Задание. Перепишите без изменений отрывок из текста о Родине-матери, начиная со слов «В сером тумане» и заканчивая словами «Родине до колен.».

==== Текст для чтения

В сером тумане мелькает женская фигура, словно не вырезанная из камня, а слепленная из плотного серого воздуха. Одна рука вытянута, в другой поднятый меч. Она сейчас ударит. Родина-мать снова и снова показывается между домов по дороге к Качинскому рынку, каждый раз меняя свой образ — то она, разящая, летит над узким длинным городом, то собирается разрубить электрические провода, черными нитями проходящие тут и там, а то протягивает свободную от меча руку кому-то. О ее размерах можно судить по церкви, виднеющейся тремя золотыми куполами справа от нее. Церковь едва доходит Родине до колен.

========
==== Фрагменты данных

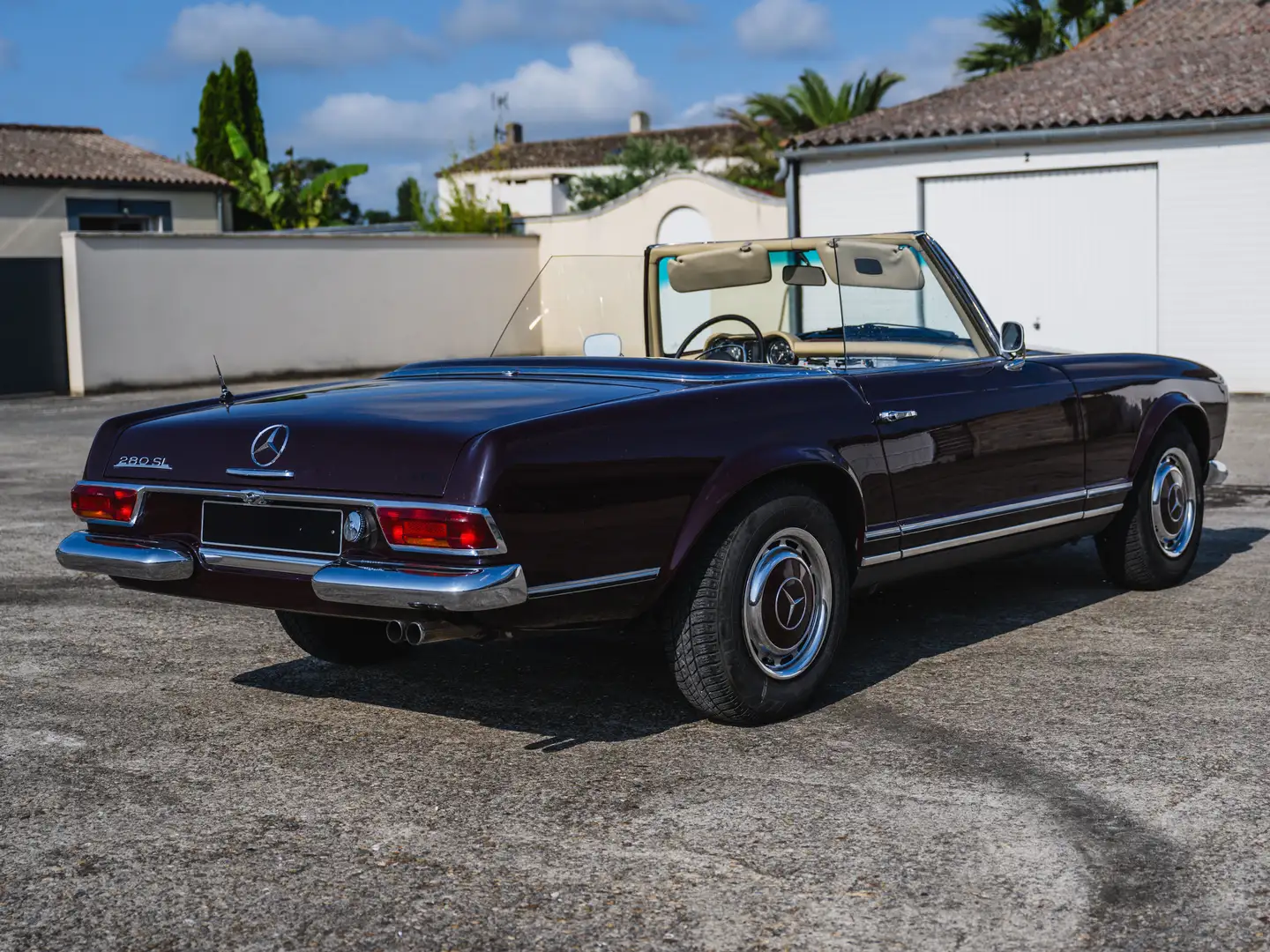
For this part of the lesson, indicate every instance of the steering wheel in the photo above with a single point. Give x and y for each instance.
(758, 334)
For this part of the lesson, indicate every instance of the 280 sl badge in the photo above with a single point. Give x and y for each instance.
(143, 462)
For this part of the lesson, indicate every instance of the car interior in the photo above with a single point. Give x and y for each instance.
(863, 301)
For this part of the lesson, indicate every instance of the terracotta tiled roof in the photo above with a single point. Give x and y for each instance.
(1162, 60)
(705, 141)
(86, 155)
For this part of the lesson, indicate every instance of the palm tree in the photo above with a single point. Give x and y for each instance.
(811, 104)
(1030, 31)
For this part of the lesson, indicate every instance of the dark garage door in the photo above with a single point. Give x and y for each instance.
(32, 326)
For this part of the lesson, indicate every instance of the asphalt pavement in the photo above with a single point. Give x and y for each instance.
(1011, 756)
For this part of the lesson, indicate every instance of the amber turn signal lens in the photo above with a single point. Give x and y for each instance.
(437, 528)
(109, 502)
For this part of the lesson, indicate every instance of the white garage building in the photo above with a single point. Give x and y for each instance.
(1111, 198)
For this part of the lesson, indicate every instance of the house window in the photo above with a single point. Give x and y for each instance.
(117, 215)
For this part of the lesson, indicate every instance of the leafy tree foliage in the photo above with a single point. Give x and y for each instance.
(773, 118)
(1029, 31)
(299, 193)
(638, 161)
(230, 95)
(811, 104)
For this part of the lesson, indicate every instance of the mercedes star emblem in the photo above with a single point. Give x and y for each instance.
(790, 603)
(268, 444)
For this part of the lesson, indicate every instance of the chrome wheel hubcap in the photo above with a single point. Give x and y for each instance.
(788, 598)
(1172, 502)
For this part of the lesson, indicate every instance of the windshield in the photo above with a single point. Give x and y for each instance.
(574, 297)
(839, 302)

========
==== Фрагменты данных

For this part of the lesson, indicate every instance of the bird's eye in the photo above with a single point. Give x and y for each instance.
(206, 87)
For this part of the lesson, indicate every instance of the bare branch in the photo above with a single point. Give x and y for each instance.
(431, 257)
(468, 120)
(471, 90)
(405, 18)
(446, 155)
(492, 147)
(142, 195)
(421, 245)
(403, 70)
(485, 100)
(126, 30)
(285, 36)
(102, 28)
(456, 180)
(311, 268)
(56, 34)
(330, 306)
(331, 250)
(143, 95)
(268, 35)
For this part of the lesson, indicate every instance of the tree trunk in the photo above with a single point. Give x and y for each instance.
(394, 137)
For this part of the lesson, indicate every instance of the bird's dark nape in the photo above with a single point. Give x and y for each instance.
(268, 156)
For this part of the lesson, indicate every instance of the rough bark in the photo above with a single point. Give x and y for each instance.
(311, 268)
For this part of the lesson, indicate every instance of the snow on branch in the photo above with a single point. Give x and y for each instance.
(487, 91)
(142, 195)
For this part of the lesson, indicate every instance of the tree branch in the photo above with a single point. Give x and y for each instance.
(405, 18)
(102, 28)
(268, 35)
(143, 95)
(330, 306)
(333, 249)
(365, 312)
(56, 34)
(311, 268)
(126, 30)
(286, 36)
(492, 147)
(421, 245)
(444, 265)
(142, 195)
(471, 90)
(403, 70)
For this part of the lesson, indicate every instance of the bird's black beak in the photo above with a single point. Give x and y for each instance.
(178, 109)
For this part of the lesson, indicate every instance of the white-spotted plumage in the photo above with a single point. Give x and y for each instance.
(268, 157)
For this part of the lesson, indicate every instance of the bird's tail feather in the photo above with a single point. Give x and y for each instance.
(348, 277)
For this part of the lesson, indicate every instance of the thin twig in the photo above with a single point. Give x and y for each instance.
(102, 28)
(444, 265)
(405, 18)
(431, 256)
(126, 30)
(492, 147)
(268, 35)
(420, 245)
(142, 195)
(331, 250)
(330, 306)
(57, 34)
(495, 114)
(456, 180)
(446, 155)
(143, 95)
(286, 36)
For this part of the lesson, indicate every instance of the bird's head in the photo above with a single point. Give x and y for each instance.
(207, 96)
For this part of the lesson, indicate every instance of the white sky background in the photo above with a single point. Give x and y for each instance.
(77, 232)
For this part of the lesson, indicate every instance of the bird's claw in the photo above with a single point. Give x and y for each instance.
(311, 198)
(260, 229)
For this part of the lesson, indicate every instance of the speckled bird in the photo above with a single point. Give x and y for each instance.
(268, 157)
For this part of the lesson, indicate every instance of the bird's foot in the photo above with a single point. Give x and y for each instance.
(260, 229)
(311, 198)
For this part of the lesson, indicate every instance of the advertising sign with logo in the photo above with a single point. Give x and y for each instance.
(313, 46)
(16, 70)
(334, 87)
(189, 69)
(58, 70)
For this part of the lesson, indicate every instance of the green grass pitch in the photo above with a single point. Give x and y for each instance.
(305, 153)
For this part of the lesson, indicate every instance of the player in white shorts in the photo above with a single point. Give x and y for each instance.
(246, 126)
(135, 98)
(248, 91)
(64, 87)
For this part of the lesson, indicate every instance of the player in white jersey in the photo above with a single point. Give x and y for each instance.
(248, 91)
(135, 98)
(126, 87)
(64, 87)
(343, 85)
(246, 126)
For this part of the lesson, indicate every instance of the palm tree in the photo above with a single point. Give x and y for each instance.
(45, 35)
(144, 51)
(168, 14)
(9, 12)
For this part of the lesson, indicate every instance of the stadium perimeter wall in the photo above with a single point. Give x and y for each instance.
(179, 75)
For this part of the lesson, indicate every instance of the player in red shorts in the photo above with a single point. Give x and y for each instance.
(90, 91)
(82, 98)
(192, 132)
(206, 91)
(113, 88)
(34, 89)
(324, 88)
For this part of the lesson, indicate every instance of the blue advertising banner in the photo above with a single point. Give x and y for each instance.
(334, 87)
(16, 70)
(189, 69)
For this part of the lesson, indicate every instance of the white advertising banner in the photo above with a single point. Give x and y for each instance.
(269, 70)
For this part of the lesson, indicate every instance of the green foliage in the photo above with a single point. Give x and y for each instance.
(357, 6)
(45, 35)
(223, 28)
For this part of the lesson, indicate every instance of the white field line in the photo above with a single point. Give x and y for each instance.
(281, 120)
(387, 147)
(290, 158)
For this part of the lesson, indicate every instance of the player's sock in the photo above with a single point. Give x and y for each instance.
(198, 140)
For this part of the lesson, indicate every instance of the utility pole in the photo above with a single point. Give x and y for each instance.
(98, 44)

========
==== Фрагменты данных

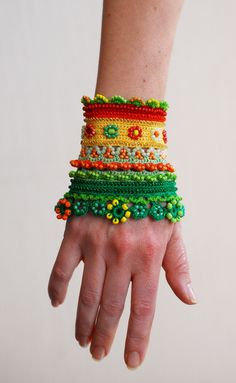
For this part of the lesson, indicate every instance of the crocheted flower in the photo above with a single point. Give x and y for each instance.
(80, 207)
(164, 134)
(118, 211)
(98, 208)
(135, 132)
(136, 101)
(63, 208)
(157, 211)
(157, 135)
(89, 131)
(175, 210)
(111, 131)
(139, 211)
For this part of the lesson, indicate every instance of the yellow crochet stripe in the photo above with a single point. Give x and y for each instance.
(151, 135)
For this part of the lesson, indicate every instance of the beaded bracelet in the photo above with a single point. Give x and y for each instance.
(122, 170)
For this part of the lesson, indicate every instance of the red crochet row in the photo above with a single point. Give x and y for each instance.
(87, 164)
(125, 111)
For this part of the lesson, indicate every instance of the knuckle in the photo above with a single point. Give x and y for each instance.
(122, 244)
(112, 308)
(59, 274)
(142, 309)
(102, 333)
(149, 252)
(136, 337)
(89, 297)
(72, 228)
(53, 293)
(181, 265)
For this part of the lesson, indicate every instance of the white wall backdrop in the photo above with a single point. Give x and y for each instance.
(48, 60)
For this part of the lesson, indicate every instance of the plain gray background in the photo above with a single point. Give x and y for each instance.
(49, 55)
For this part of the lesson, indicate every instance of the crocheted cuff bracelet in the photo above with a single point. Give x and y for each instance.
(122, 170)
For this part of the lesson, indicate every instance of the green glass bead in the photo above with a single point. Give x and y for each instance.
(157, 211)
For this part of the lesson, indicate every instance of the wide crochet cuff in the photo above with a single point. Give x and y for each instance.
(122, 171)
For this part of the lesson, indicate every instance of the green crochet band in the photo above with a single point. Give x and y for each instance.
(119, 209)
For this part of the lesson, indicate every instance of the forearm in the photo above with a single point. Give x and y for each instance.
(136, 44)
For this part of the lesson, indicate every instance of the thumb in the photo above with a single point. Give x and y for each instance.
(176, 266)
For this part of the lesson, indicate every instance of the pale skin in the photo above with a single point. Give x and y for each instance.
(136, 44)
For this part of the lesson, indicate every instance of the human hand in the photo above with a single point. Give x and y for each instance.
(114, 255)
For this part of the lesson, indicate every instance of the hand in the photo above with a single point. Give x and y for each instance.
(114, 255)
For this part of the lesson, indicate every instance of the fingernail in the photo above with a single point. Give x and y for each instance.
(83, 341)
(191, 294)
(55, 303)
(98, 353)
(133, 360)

========

Ответ к заданию.
В сером тумане мелькает женская фигура, словно не вырезанная из камня, а слепленная из плотного серого воздуха. Одна рука вытянута, в другой поднятый меч. Она сейчас ударит. Родина-мать снова и снова показывается между домов по дороге к Качинскому рынку, каждый раз меняя свой образ — то она, разящая, летит над узким длинным городом, то собирается разрубить электрические провода, черными нитями проходящие тут и там, а то протягивает свободную от меча руку кому-то. О ее размерах можно судить по церкви, виднеющейся тремя золотыми куполами справа от нее. Церковь едва доходит Родине до колен.